Task requirements ->
A: Transcribe everything in the NFS message from "At 12:31 10/02/03" down to "in this instance.".
B: In the NFS message, which Redhat version does the client that isn't on 8.0 run?

NFS problem
S. Johnson
zatharus at ncn.net
Thu Oct 2 14:45:44 EDT 2003
Hi Darin,
Thanks for responding...
At 12:31 10/02/03 -0400, you wrote:
>what OS are your nfs clients running? there are know problems between
>solaris and redhat 7.x and some 6.x. i did quite a bit of research into
>this back in january for a grid cluster i was putting together, check out
>this post. http://runlevelzero.net/pipermail/warewulf/2003-January/000100.html
My server and one client are Redhat 8.0, kernel version 2.4, the other
client is Redhat 7.2, but still has a 2.4 kernel.
>are you getting any errors like "kernel: nfs: task 2752 can't get a
>request slot"? i saw errors like this when i ran into nfs problems, the
>nfs server was solaris with linux clients in this instance.
Those errors look very close to the ones I was seeing. I did not write
them down, unfortunately, but I know they had "request slot" in the message.
Thanks for your input.

Dataset content ->

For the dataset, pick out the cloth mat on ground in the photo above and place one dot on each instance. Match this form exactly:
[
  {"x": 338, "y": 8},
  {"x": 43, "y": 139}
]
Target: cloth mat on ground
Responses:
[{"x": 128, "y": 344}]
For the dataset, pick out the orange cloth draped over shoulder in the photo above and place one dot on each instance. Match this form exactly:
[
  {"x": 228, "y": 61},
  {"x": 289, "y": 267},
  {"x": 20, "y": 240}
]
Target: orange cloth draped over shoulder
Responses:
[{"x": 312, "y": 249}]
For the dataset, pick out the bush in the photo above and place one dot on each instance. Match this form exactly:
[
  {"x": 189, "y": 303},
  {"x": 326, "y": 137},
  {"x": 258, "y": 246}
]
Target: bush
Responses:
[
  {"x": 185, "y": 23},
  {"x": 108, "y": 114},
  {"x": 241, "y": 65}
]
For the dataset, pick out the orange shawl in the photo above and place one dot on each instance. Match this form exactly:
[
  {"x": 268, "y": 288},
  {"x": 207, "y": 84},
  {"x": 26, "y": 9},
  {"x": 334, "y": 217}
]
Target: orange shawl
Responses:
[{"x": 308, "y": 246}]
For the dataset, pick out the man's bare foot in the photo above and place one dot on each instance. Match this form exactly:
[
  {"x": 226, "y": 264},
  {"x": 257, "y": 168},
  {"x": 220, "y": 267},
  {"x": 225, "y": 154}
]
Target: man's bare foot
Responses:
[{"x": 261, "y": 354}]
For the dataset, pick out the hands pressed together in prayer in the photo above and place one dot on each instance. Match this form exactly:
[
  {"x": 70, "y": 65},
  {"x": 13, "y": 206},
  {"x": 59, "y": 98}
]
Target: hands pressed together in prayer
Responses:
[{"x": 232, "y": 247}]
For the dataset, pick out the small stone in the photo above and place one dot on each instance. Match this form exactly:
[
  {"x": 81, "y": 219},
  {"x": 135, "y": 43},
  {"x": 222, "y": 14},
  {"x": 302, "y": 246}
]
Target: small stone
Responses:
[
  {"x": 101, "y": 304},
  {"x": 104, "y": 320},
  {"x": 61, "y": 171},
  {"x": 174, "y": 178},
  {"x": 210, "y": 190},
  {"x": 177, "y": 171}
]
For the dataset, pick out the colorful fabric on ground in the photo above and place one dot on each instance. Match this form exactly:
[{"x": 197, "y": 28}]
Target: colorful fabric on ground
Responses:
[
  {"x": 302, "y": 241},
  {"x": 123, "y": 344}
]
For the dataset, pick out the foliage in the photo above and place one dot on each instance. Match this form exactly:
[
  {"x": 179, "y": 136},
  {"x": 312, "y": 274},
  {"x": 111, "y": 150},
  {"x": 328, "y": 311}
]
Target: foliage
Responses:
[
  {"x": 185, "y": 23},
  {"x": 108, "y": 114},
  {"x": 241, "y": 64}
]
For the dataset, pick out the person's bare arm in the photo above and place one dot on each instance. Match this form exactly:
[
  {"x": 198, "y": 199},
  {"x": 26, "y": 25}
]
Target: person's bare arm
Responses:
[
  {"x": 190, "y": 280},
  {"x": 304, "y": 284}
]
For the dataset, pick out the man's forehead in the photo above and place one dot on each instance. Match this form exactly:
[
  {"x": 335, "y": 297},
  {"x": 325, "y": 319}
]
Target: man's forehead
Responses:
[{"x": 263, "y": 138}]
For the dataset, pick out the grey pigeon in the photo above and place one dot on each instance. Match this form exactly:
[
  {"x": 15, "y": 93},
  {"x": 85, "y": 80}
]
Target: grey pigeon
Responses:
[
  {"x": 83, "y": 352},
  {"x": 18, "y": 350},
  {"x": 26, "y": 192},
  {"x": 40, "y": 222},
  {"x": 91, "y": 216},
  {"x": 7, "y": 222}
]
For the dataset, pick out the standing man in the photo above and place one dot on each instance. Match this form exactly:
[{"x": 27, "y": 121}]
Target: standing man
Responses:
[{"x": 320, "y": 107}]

Expected responses ->
A:
At 12:31 10/02/03 -0400, you wrote:
>what OS are your nfs clients running? there are know problems between
>solaris and redhat 7.x and some 6.x. i did quite a bit of research into
>this back in january for a grid cluster i was putting together, check out
>this post. http://runlevelzero.net/pipermail/warewulf/2003-January/000100.html
My server and one client are Redhat 8.0, kernel version 2.4, the other
client is Redhat 7.2, but still has a 2.4 kernel.
>are you getting any errors like "kernel: nfs: task 2752 can't get a
>request slot"? i saw errors like this when i ran into nfs problems, the
>nfs server was solaris with linux clients in this instance.

B: Redhat 7.2